# [Short exercise]
Can you rewrite all of these rows with "wildlife census station" replaced by "animal shelter intake" and everything else left unchanged?

[Extracted rows]
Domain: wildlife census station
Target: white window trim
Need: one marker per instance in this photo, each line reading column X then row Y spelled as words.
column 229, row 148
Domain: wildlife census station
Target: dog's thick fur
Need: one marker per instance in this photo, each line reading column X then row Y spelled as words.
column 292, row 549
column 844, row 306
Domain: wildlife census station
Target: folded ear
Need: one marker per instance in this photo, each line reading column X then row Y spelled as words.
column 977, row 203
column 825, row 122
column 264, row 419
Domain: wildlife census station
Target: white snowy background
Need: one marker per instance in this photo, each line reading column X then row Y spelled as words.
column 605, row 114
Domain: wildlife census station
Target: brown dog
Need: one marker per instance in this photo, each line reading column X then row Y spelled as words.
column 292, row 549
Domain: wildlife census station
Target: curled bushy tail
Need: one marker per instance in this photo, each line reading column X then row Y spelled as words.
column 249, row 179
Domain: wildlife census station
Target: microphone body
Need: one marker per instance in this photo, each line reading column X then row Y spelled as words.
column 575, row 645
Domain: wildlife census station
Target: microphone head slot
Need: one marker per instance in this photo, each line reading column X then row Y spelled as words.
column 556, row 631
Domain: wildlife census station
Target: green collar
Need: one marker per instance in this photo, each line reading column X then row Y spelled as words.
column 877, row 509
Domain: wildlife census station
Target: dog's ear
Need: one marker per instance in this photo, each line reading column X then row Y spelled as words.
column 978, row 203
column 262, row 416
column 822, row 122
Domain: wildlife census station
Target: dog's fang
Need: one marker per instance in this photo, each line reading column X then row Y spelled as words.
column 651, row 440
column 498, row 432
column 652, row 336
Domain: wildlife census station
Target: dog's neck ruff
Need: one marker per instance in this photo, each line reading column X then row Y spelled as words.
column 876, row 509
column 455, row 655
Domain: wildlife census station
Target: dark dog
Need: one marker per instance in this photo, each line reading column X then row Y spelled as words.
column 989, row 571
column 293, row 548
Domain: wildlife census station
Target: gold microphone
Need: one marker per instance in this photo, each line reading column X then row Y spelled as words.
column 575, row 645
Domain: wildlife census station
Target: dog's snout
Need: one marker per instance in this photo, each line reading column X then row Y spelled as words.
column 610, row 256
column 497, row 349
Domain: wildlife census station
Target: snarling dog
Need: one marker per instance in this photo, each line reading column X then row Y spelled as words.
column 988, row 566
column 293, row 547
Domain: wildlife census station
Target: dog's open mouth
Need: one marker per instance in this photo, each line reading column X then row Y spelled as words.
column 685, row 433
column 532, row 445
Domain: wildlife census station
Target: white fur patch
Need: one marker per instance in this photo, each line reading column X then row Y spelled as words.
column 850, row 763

# [Response to this exercise]
Domain: animal shelter intake
Target: white window trim
Need: one marker per instance in this photo, each line reading column X then row Y spelled as words.
column 229, row 148
Domain: animal shelter intake
Target: dog's thick fur
Need: one marker per instance in this photo, each line reading column X then row Y spelled as words.
column 292, row 549
column 844, row 306
Domain: animal shelter intake
Target: folded ear
Need: one marker per instance in this photo, each line reading column X then row Y spelled as words.
column 977, row 203
column 825, row 122
column 264, row 419
Domain: animal shelter intake
Target: white snowy background
Need: one marker per instance in this photo, each line reading column X then row Y spelled as words.
column 605, row 114
Domain: animal shelter intake
Target: brown dog
Need: one marker per instance in this photo, each line reading column X then row Y spelled as words.
column 292, row 549
Domain: animal shelter intake
Target: curled bushy tail
Need: one marker per instance in this photo, each line reading column X then row Y spelled as words.
column 249, row 179
Domain: animal shelter intake
Target: microphone body
Need: one marker per instance in this photo, each line reading column X then row Y spelled as words.
column 575, row 645
Domain: animal shelter intake
Target: microphone head slot
Need: one marker per instance in this photo, each line reading column X then row Y spelled as words.
column 556, row 631
Domain: animal shelter intake
Target: green collar
Need: one marker per instance in this photo, each line reading column X then row Y spelled as words.
column 877, row 509
Domain: animal shelter intake
Target: dog's ear
Need: one marker per instance in this photo, each line reading column X then row Y spelled as words.
column 978, row 203
column 262, row 416
column 822, row 122
Domain: animal shelter intake
Target: dog's fang
Need: one marker per instance in this photo, each line reading column X then row Y spelled as words.
column 651, row 440
column 498, row 432
column 652, row 336
Domain: animal shelter intake
Target: dog's neck ruff
Need: one marker per instance in this photo, each line reading column X then row Y spelled as words.
column 876, row 509
column 455, row 655
Domain: animal shelter intake
Target: dark dog
Need: one marker per instance in this photo, each line reading column X then row Y spelled as words.
column 989, row 571
column 293, row 548
Domain: animal shelter intake
Target: gold microphone
Need: one marker per instance in this photo, each line reading column X then row Y spelled as words.
column 575, row 645
Domain: animal shelter intake
Target: dog's snout
Need: one marker per instance in this photo, each line reading column X then row Y spelled as words.
column 610, row 256
column 497, row 349
Domain: animal shelter intake
Target: snarling dog
Need: one marker per instance in this photo, each line reading column X then row Y spelled as words.
column 988, row 566
column 293, row 547
Domain: animal shelter intake
Target: dog's open mouth
Need: one marker per instance in this photo, each line reading column X then row Y spelled as words.
column 685, row 433
column 532, row 445
Domain: animal shelter intake
Target: white fur patch
Need: one marker per instance in this photo, each line reading column X then row Y spelled as words.
column 850, row 763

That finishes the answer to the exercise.